Start of DATA IN THIS EXERCISE
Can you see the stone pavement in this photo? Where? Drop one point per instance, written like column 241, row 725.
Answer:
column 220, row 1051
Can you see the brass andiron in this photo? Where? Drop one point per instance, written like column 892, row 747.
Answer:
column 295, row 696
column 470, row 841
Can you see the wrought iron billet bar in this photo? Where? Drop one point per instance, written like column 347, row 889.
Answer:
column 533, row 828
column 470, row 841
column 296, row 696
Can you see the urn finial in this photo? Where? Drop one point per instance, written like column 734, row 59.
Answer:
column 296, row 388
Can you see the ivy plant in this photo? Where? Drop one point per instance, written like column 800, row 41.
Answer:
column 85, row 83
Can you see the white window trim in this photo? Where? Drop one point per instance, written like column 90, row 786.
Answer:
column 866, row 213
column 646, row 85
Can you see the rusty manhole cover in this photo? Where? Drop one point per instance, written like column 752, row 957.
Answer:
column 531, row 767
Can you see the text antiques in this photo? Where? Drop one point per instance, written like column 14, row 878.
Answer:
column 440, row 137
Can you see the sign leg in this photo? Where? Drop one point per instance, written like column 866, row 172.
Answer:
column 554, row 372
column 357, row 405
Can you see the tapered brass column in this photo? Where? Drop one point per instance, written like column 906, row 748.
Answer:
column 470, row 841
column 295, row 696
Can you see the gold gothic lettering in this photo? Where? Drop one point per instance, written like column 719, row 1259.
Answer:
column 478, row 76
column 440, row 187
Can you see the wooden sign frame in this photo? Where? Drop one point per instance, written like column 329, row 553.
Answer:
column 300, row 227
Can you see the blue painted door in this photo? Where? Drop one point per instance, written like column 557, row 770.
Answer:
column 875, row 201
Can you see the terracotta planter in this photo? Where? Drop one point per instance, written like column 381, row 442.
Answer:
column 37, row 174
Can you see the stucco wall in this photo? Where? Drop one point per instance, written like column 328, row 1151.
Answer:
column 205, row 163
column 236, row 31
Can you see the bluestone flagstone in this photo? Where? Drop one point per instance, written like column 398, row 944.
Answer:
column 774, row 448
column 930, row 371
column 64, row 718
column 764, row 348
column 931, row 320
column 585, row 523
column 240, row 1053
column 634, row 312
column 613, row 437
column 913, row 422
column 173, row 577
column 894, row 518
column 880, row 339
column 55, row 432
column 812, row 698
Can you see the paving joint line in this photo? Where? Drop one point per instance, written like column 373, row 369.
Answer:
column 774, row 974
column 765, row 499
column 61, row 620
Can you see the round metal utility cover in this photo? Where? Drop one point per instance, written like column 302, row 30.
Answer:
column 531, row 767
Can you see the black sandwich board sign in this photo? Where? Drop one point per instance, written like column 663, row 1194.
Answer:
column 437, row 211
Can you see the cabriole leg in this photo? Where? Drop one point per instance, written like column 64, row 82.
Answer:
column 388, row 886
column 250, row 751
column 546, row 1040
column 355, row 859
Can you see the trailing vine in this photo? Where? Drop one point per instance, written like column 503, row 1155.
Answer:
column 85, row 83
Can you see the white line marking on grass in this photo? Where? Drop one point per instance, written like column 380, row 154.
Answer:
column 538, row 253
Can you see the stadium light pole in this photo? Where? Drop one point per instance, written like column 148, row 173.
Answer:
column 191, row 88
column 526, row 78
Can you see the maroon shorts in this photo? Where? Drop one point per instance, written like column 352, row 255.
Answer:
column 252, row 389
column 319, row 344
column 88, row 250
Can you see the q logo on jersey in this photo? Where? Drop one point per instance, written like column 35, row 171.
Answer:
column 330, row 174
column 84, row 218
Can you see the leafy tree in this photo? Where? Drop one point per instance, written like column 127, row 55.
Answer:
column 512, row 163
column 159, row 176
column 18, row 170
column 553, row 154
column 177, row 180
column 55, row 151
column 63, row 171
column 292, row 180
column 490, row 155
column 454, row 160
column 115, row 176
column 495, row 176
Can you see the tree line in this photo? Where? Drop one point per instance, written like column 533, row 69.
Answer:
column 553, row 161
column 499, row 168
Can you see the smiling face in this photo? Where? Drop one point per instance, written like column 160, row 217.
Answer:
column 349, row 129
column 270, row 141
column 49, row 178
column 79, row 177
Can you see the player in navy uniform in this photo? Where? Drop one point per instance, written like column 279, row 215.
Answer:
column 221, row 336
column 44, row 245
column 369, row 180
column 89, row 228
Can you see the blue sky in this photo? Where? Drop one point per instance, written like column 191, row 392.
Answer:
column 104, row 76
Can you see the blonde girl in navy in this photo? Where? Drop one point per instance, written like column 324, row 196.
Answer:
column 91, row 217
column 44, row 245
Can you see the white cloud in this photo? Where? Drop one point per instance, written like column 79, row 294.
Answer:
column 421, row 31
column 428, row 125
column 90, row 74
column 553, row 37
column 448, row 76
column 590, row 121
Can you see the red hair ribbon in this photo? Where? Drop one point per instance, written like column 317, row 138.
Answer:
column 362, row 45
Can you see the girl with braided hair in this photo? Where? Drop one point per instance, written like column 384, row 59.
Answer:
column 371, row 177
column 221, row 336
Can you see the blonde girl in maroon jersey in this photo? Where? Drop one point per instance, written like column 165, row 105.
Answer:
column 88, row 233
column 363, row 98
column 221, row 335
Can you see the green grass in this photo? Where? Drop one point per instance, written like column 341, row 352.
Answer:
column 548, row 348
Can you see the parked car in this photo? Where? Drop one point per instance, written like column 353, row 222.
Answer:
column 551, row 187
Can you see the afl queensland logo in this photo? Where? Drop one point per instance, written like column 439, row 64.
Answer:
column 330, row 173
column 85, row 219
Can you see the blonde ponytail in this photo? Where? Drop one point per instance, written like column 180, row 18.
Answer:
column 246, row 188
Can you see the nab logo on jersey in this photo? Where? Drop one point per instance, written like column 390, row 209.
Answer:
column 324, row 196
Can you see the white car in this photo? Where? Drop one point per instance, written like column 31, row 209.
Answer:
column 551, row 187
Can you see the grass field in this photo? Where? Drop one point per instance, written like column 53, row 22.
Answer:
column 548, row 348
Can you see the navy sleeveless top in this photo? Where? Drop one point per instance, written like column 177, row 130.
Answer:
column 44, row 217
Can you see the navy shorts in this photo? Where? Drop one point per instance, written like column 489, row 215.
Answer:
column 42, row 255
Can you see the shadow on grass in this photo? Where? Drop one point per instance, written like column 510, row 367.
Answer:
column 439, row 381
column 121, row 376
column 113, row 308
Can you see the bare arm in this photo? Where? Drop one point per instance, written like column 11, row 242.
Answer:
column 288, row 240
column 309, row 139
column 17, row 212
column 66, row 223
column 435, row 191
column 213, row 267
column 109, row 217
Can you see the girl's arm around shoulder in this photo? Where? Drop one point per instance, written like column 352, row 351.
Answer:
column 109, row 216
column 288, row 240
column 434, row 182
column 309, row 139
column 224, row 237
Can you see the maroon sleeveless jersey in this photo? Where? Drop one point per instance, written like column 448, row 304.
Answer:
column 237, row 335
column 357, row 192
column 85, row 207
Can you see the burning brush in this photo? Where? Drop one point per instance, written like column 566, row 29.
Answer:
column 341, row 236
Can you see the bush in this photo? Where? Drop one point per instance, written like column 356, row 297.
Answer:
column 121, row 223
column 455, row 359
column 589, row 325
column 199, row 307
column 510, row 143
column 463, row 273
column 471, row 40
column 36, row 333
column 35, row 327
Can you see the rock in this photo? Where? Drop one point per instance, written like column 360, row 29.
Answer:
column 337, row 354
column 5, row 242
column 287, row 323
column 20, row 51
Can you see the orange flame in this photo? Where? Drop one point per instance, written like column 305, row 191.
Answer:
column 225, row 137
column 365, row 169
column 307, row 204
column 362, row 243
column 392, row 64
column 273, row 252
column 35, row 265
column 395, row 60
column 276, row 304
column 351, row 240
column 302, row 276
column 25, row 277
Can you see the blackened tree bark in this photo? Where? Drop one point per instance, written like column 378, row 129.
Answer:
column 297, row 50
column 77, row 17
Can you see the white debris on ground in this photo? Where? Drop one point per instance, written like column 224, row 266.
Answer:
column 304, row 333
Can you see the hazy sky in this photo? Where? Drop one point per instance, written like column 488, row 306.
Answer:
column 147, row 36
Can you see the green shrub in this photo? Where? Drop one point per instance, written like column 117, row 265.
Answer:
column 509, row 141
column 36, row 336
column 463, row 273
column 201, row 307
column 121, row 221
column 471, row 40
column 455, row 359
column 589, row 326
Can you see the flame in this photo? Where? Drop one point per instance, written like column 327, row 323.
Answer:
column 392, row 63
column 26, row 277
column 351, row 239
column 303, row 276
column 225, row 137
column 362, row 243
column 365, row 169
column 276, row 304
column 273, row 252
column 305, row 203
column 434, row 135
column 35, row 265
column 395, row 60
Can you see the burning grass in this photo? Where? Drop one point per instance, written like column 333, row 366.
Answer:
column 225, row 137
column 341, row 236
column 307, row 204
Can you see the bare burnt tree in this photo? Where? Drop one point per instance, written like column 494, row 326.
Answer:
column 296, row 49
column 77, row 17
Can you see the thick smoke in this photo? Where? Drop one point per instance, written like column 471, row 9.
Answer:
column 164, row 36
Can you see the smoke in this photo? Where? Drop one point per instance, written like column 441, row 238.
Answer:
End of DATA IN THIS EXERCISE
| DIRECTIONS FOR THIS TASK |
What is wanted is an exact repetition of the lines from the one with "Can you see the smoke" through the last line of the material above, both ends included.

| TASK SOLUTION |
Can you see the smoke in this photo? Where? Drop one point per instance, written like column 441, row 238.
Answer:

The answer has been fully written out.